• [Passage]
▶
Toilet training tips for your puppy
Every new puppy carer needs to have a toilet training plan for their puppy, that is in action from day one. Importantly, make sure it is communicated to all the members of the home so that everyone is on the same page and the path to a toilet trained puppy is as easy as possible.
Some pups will get it within a few days, while others can take months.
So what should my toilet training plan be?
It’s helping your puppy to know what you want them to do, and then rewarding them when they do it. Easy, right?! The key is to be patient and consistent.
Help your puppy know what to do
Firstly decide where you want your puppy to go to the toilet. Is there a designated area in the yard, anywhere at all on the grass, a balcony, or grass patch inside? Now that you know where you want them to go - you need to share this with them! Take them to that place frequently. At least every 30 minutes and particularly after eating, drinking or sleeping.
Get to know the signs that your puppy is showing you when they want to toilet (e.g sniffing, restlessness––you’ll get to know them), and then take them straight to their spot.
If you start a routine: set feeding times and play times and you’ll soon notice when your mate needs to go.
Always keep the toilet trips at night calm: speak in low, quiet tones and stand with them for support (don’t let this be playtime). You can pair your toilet trips with a phrase. One of mine is the very original ‘wee wees!’ This becomes handy as they grow up.
If you are using a crate at night - a handy tip is to start with the crate near to you that way you can be more responsive to toilet trips during the night.
Reward their efforts
So now they’ve gone to the toilet where you want them to - reward them for it! Don’t wait for them to go back in the house - create a positive association and do it straight away too, so they know what they’re being rewarded for. Treats must be safe for puppies, and shouldn’t make up more than 10% of their total diet. A balanced diet is essential for puppies as they grow.
In addition to rewarding, it’s also important to ignore accidents, even if you see them in the act. Fur kids (like human kids) can’t always prevent going to the loo. It’s all part of growing up.
◀
• [Dataset entries]
▶
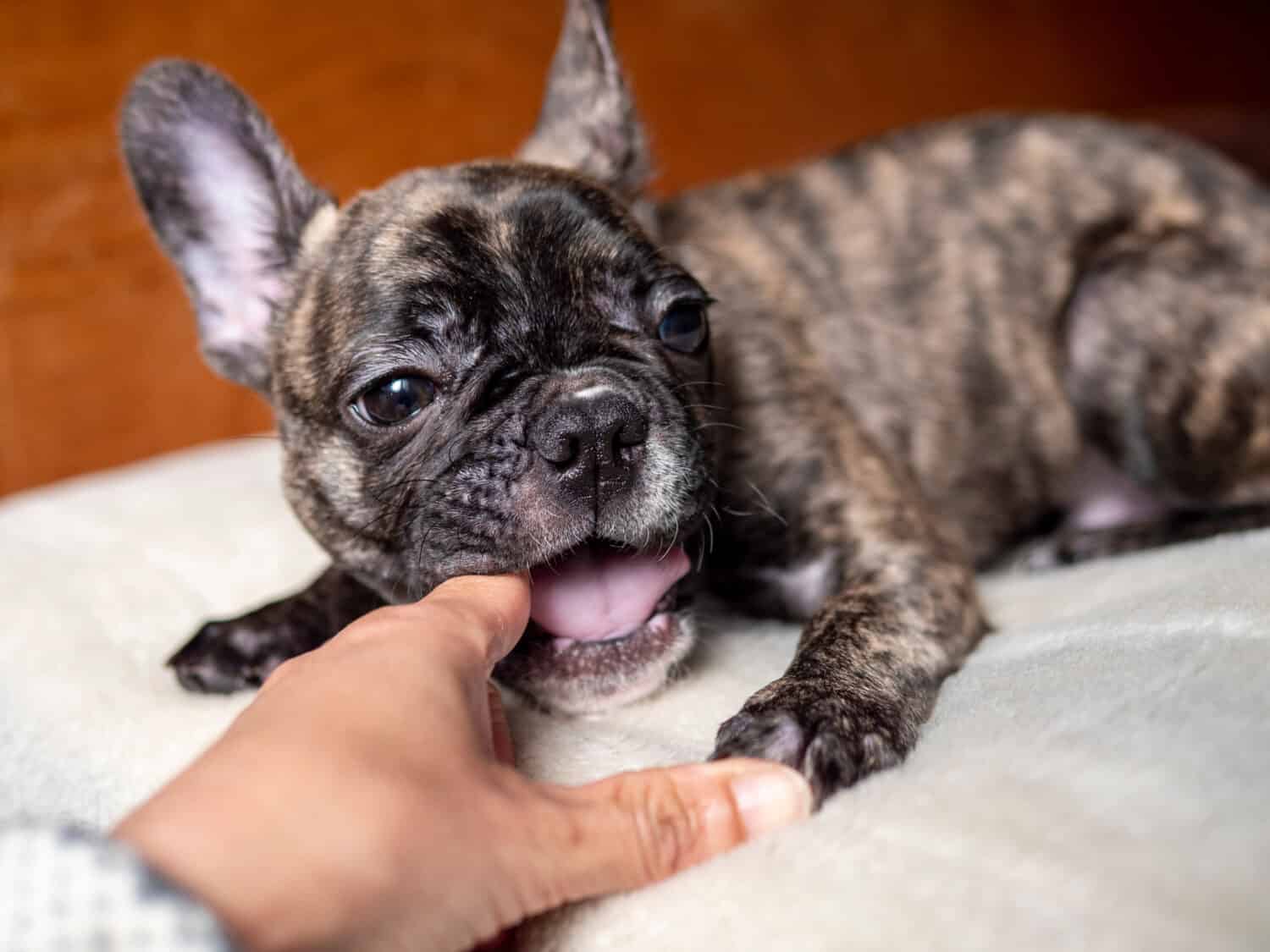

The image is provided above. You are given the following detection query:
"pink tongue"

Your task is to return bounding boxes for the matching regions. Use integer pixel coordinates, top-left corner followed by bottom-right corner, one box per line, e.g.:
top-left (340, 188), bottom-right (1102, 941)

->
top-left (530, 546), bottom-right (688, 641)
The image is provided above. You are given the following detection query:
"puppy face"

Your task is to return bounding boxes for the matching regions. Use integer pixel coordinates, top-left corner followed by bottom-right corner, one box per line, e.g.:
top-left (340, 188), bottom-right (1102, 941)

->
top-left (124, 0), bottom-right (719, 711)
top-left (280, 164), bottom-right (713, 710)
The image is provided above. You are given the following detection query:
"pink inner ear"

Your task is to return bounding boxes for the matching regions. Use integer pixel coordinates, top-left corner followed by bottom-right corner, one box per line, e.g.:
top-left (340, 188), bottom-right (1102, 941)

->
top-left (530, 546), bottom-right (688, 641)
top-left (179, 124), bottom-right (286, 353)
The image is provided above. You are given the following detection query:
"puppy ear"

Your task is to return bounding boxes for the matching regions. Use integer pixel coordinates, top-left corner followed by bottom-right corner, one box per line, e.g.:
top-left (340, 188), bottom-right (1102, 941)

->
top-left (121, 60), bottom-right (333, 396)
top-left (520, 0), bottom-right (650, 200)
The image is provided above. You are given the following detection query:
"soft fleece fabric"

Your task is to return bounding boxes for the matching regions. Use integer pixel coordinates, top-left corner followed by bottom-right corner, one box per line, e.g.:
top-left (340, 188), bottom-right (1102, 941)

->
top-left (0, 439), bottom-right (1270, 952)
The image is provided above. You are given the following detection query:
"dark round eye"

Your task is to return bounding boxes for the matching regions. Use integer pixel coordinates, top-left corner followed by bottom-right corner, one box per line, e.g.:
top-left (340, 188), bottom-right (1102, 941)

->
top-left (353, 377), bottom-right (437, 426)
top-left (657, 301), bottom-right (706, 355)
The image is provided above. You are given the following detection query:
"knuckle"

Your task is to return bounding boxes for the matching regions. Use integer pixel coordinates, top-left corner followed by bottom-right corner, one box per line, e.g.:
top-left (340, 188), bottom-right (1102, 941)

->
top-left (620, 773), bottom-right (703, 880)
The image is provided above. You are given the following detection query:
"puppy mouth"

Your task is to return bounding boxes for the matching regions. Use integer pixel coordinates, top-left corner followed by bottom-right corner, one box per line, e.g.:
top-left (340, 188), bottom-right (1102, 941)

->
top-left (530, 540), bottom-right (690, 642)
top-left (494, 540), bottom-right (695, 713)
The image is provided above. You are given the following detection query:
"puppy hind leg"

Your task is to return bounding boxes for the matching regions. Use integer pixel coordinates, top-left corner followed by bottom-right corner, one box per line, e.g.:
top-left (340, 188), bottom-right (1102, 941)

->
◀
• [Task description]
List every place the puppy toilet training passage offers as a possible spot for a puppy to go to the toilet.

• [Worked solution]
- a designated area in the yard
- anywhere at all on the grass
- a balcony
- a grass patch inside